=== Document text ===
* START *
RIP: Lt. Gen Pecos Kutesa

His book titled Uganda’s Revolution 1979-1986 How I saw It reveals a lot about his character, mindset and philosophy.

Joining the bush

Firstly, much as he holds number RO 026, he only joined the NRM in April 1981 but had been a soldier since 1976. His enlisting in the army was even a personal matter after feeling the wrath of Idi Amin soldiers in 1979.

“I wanted to punish them for they had mistreated me. Initially, I went to join to learn how to use a gun. So, I also wanted to go learn how to shoot and that’s how I left to join soldiering,” he says.

Kutesa would later join the UNLA force after Amin’s ouster in 1979 but still, he felt there was no sense of belonging in the new army.

“The deployment itself shows you what was going on. When we returned from Munduli [where the cadet training took place], those who felt were not affiliated to the Kikosi Maalum were put in far-flung places so that Kampala remains occupied by their ilk so that the 1980 election goes as they wanted,” he points out.

UNLA was a combination of the two groups that fought Amin, Kikosi Maalum and Fronasa. Kikosi Maalum was the bigger group composed of the people who were in the Uganda army, who fled when Amin overthrew Obote.

“When I was in Nakasongola, Moses Ali with his group, the national army and their affiliates the Rescue Front or something like that, attacked our people in Bibia, in Yumbe West Nile and killed many of young boys who had just returned from training,” he says.

After the incident, Kutesa was given the precarious mission of laying an ambush on Nakasongola road to arrest all those who were deserting the army.

He says he was given a platoon of Tanzania soldiers. “I was one Ugandan, the rest were Tanzanians and they were telling me to arrest Ugandans. I was in an impasse, because who was I going to aim my training at? It was really precarious. Then a message was sent from the chief of staff that I be arrested.”

That was the cue for him to leave UNLA.

“In Kampala, I started doing some clandestine work with Brig Matayo Kyaligonza. We did some reckless missions here and there. We were doing things which I am sure I cannot do because then I had no responsibility. For example, we blew up one of those fuel tanks in Industrial area.”

After joining with other NRA soldiers, he became one of the top commanders during the five-year war that ended with President Museveni’s ascension to the presidency. 

Post-1986

After NRM took power, Kutesa was deployed in Gulu as 4th division commander and straightaway went into battle against a succession of insurgencies from the Uganda People’s Democratic Army (UPDA) to the Holy Spirit Mobile Forces and its successor, the Lord’s Resistance Army (LRA).
* END *
=== Task requirements ===
[1] Answer these questions using the article on Pecos Kutesa:
(a) Since what year had Kutesa been a soldier before joining the NRM?
(b) With whom did he do clandestine work in Kampala?
(c) Where was he deployed after the NRM took power, and in what role?
[2] List every insurgency that the article on Pecos Kutesa says he fought after the NRM took power.

=== Record list ===
* START *
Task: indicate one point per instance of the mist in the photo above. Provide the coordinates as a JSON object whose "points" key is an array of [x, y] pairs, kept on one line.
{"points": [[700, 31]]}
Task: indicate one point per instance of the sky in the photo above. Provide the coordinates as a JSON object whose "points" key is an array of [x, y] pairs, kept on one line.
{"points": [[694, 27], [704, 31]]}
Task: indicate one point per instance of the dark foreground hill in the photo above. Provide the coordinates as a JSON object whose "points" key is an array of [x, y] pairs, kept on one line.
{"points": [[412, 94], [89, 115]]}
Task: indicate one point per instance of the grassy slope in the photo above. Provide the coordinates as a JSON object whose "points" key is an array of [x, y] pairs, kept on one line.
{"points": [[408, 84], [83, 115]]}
* END *
=== Final results ===
[1]
(a) 1976
(b) Brig Matayo Kyaligonza
(c) Gulu, as 4th division commander

[2]
- Uganda People's Democratic Army (UPDA)
- Holy Spirit Mobile Forces
- Lord's Resistance Army (LRA)